--- Task to complete ---
Reproduce each line in the listing below that contains the word "grass".
▬▬▬▬▬▬▬▬▬▬
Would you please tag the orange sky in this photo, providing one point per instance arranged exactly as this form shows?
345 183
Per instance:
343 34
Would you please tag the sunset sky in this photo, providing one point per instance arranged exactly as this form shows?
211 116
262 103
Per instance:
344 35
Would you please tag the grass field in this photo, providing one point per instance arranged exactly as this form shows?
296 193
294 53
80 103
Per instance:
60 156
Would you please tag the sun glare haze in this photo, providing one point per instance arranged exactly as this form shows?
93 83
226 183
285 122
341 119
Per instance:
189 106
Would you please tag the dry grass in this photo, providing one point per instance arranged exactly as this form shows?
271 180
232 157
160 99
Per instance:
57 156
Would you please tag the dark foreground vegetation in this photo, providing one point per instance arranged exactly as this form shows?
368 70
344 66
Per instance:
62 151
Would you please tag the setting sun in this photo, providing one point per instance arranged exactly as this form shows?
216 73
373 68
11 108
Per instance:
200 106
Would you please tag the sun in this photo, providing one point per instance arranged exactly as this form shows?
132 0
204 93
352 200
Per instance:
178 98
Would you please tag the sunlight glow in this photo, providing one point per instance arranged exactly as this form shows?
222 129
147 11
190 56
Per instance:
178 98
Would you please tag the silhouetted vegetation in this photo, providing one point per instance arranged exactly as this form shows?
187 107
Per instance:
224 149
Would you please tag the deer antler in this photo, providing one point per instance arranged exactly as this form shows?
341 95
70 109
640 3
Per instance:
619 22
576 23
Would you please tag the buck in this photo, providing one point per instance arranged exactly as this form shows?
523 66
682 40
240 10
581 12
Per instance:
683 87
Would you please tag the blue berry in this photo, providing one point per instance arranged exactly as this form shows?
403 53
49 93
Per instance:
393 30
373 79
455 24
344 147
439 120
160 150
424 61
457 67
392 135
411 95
▬▬▬▬▬▬▬▬▬▬
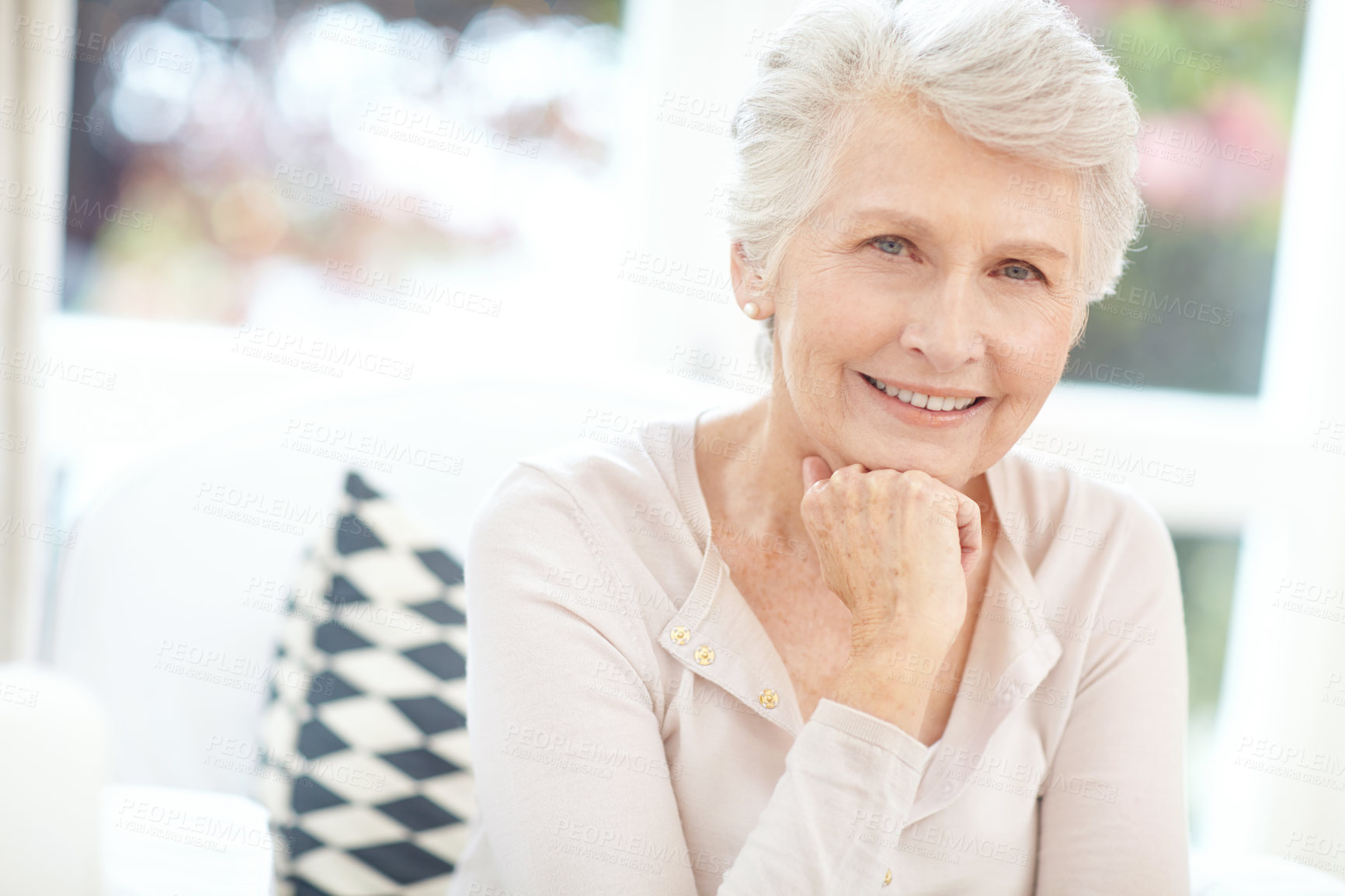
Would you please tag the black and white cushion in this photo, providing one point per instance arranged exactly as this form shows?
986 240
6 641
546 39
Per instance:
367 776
▬▬▬▬▬▬▬▬▬▬
--- Task result ---
Would you please tag the grass field in this photo, providing one point per instance arranged exactly as this form shows?
Would you please tag the dry grass in this photo, providing one point per instance arranged exactly as this form shows?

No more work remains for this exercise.